#### [BRIEF]
Each record below needs to be set down again exactly.

#### [RECORD SET]

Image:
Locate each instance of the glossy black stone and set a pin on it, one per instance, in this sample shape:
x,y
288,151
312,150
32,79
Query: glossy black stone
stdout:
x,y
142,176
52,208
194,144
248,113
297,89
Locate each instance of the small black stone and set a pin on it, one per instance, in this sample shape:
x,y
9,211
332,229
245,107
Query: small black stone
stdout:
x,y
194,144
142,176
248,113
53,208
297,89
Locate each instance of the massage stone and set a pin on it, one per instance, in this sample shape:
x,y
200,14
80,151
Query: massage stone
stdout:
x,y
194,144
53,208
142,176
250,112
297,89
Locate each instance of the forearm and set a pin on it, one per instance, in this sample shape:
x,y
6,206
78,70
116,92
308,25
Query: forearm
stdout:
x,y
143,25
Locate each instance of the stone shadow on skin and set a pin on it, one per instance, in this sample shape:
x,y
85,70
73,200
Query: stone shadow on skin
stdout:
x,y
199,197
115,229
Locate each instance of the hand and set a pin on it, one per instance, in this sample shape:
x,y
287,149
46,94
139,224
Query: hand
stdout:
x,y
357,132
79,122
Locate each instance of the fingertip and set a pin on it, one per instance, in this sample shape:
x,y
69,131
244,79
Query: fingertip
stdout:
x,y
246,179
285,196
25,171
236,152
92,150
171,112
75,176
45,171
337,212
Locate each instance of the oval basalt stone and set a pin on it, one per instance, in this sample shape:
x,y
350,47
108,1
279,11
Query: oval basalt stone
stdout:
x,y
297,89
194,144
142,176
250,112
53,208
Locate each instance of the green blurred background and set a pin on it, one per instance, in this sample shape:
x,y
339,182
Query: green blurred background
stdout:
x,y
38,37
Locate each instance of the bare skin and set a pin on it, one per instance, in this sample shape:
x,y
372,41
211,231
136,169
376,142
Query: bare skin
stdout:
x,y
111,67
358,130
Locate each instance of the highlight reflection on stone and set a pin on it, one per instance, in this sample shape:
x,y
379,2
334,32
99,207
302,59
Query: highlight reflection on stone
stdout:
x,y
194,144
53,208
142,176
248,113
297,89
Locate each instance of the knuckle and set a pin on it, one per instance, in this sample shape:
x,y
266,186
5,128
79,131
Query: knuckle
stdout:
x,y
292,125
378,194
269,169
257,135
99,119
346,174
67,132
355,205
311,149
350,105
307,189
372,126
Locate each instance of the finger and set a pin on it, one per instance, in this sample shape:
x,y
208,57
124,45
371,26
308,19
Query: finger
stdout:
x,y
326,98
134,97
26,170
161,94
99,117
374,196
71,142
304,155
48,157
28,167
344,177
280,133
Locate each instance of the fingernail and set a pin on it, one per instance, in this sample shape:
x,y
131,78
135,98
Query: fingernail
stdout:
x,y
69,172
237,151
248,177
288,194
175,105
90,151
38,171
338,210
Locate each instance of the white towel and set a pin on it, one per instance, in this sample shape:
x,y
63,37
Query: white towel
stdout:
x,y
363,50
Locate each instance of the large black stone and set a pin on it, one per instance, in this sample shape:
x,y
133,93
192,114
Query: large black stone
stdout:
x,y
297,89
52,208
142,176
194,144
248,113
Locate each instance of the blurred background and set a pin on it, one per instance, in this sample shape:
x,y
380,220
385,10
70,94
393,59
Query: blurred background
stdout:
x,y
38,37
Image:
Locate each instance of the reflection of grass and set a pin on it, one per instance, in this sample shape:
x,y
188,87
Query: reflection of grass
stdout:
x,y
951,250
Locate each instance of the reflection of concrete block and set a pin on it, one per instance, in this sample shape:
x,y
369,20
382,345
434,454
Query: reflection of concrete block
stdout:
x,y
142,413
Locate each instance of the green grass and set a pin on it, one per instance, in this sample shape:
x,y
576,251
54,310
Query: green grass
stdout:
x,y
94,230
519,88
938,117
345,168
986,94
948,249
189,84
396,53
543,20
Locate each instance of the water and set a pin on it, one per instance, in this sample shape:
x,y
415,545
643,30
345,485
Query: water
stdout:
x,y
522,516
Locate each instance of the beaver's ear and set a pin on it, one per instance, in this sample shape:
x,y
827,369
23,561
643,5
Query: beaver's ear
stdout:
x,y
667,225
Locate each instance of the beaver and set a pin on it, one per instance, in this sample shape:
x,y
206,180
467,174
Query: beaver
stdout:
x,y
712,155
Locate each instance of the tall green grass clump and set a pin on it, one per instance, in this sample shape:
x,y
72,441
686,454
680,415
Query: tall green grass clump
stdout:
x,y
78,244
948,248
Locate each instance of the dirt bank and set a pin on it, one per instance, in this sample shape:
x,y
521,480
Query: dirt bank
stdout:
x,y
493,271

#### [SOLUTION TO THIS PROBLEM]
Image:
Locate each instance of the glossy black stone and set a pin on it, one per instance, in this sample shape:
x,y
288,151
312,150
32,79
Query: glossy black stone
stdout:
x,y
142,176
52,208
194,144
248,113
297,89
Locate each instance of the small black stone and set a pin on it, one per instance, in this sample shape:
x,y
9,211
332,229
245,107
Query: small black stone
stdout:
x,y
194,144
142,176
248,113
53,208
297,89
Locate each instance of the massage stone and set a pin on it, one per instance, in this sample shape:
x,y
200,14
80,151
Query: massage stone
stdout:
x,y
194,144
53,208
142,176
250,112
297,89
Locate each instance of the forearm and set a pin on it, one per instance, in this sample shape:
x,y
6,206
78,70
116,92
308,25
Query: forearm
stdout:
x,y
143,25
Locate each instance of the stone shadow on skin and set a pin on it, one per instance, in this sample shape:
x,y
85,70
73,200
Query: stone shadow on skin
stdout:
x,y
199,197
115,229
Locate each instance of the hand and set a pin on it, one per instance, in this sample shape:
x,y
287,149
46,94
139,224
Query: hand
stdout:
x,y
357,132
79,122
Locate each instance of the fingertip and set a pin on it, one per instance, in this sample shape:
x,y
69,131
244,79
Query: fingertip
stdout:
x,y
246,179
285,196
25,171
236,152
92,150
171,112
75,176
45,171
337,212
Locate each instance of the oval basalt stone and set a pin on it, one per instance, in this sample shape:
x,y
350,47
108,1
279,11
Query: oval basalt stone
stdout:
x,y
297,89
194,144
142,176
250,112
53,208
Locate each instance of the green blurred background and set a pin on it, one per instance, in this sample shape:
x,y
339,182
Query: green blurred background
stdout:
x,y
38,37
Locate each instance of the bare skin and set a pin on it, one per instance, in this sample shape:
x,y
372,41
211,231
136,169
376,142
Query: bare skin
stdout:
x,y
111,67
358,130
Locate each instance of the highlight reflection on stone and set a pin on it, one per instance, in this sample shape:
x,y
379,2
334,32
99,207
302,59
Query: highlight reflection on stone
stdout:
x,y
194,144
53,208
142,176
248,113
297,89
Locate each instance of the knuckle and set a pin on it, one per instance, in this sample shape:
x,y
266,186
5,128
79,131
Query: knuckle
stdout:
x,y
292,125
378,194
269,169
257,135
99,119
346,174
67,132
355,205
311,149
350,105
307,189
372,126
Locate each instance of the finger and set a pin on it, one per instance, in this sample shape:
x,y
208,57
124,45
371,26
308,19
Query: finger
stdout:
x,y
326,98
134,97
26,170
161,94
99,117
374,196
71,142
304,155
48,157
28,167
344,177
280,133
Locate each instance of the fingernail and set a pin on it, one per instance, in this sample shape:
x,y
131,78
135,98
Query: fingernail
stdout:
x,y
69,172
237,151
248,177
288,194
175,105
90,151
38,171
338,210
Locate each instance of the white towel and set a pin on it, one per instance, in this sample shape:
x,y
63,37
Query: white towel
stdout:
x,y
363,50
Locate each instance of the large black stone and set a pin on it, one per instance, in this sample shape:
x,y
133,93
192,114
Query: large black stone
stdout:
x,y
297,89
52,208
142,176
194,144
248,113
Locate each instance of the blurred background and set a pin on it, one per instance, in this sample shape:
x,y
380,220
385,10
70,94
393,59
Query: blurred background
stdout:
x,y
38,37
Image:
Locate each instance of the reflection of grass and set a pin on it, one per instance, in this sample shape:
x,y
188,87
Query: reflection of grass
stdout:
x,y
951,250
Locate each instance of the reflection of concrete block and set a pin on it, one per instance, in this sample shape:
x,y
369,20
382,345
434,454
Query: reflection of concrete block
stdout:
x,y
142,413
Locate each instance of the green grass and set a pin on it, one per instance, in this sample shape:
x,y
576,251
54,310
Query: green grass
stdout:
x,y
94,230
519,88
938,117
345,168
986,94
948,249
189,84
396,53
543,20
Locate each instance of the water and set a pin on it, one per instance, in this sample shape:
x,y
415,545
643,30
345,485
Query: water
stdout:
x,y
522,516
Locate each instance of the beaver's ear and set a pin on it, one per instance, in this sample shape:
x,y
827,369
23,561
643,5
Query: beaver's ear
stdout:
x,y
667,225
Locate each instance of the beaver and set a pin on it, one per instance, in this sample shape:
x,y
206,180
467,174
Query: beaver
stdout:
x,y
712,155
Locate each instance of the tall green grass clump and set a pin on it, one per instance, in this sample shape:
x,y
72,441
686,454
680,415
Query: tall green grass clump
stdout:
x,y
78,244
948,248
Locate each instance of the dirt bank and set a pin on it, one per instance, in this sample shape:
x,y
521,480
Query: dirt bank
stdout:
x,y
493,271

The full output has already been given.